━━━━━ Extract provided

3D streaming gets leaner by seeing only what matters
A new approach to streaming technology may significantly improve how users experience virtual reality and augmented reality environments, according to a study from NYU Tandon School of Engineering.
The research — presented in a paper at the 16th ACM Multimedia Systems Conference on April 1, 2025 — describes a method for directly predicting visible content in immersive 3D environments, potentially reducing bandwidth requirements by up to 7-fold while maintaining visual quality.
The technology is being applied in an ongoing NYU Tandon National Science Foundation-funded project to bring point cloud video to dance education, making 3D dance instruction streamable on standard devices with lower bandwidth requirements.

━━━━━━━━━━

Task requirements -
[a] According to the 3D streaming article, by up to how much could the new method reduce bandwidth requirements?
[b] Transcribe the 3D streaming article's text between "The research —" and "maintaining visual quality.", inclusive.

━━━━━ Records

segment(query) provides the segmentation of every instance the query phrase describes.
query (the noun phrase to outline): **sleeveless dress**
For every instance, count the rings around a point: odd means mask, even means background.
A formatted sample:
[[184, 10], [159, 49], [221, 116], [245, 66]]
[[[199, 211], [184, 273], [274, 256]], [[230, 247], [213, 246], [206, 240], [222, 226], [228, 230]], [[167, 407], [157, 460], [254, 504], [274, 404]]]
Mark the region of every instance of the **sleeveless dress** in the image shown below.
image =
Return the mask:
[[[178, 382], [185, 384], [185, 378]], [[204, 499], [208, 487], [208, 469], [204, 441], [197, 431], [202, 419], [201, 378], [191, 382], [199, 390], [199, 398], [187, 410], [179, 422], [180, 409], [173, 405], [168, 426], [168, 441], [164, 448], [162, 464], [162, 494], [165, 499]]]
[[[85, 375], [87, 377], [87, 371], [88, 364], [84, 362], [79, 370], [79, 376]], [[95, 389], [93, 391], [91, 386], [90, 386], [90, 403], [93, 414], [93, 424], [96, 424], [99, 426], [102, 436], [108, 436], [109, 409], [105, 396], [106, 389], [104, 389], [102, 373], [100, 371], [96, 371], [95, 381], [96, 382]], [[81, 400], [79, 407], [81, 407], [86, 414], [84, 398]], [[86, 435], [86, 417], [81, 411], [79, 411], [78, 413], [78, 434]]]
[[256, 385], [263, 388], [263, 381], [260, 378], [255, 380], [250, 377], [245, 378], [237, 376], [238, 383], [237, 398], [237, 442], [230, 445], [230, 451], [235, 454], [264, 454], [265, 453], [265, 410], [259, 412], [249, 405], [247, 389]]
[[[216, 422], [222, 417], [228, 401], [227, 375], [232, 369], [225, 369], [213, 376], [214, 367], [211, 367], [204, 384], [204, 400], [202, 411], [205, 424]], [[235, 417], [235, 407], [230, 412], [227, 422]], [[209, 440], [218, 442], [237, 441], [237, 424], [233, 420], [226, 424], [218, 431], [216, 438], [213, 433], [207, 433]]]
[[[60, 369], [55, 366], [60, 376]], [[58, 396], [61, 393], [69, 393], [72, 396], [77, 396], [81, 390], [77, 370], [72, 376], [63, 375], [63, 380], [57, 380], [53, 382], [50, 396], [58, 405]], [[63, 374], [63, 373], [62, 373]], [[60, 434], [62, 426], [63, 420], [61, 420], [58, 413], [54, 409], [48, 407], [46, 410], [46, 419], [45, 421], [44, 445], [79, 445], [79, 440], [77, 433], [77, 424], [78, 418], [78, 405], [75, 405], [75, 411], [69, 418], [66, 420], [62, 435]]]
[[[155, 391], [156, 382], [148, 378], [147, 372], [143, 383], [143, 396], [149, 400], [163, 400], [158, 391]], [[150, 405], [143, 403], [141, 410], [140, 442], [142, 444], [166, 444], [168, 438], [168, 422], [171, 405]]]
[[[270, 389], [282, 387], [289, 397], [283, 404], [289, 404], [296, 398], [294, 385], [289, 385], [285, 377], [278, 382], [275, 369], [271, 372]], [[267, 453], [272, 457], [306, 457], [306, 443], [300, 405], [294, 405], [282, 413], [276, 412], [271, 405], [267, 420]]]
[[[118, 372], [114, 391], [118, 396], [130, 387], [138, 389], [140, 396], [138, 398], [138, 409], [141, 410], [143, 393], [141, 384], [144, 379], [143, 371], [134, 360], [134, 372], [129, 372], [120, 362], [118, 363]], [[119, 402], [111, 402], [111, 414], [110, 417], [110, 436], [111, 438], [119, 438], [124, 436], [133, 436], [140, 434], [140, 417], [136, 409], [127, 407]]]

━━━━━━━━━━

Written responses -
[a] Up to 7-fold.

[b]
The research — presented in a paper at the 16th ACM Multimedia Systems Conference on April 1, 2025 — describes a method for directly predicting visible content in immersive 3D environments, potentially reducing bandwidth requirements by up to 7-fold while maintaining visual quality.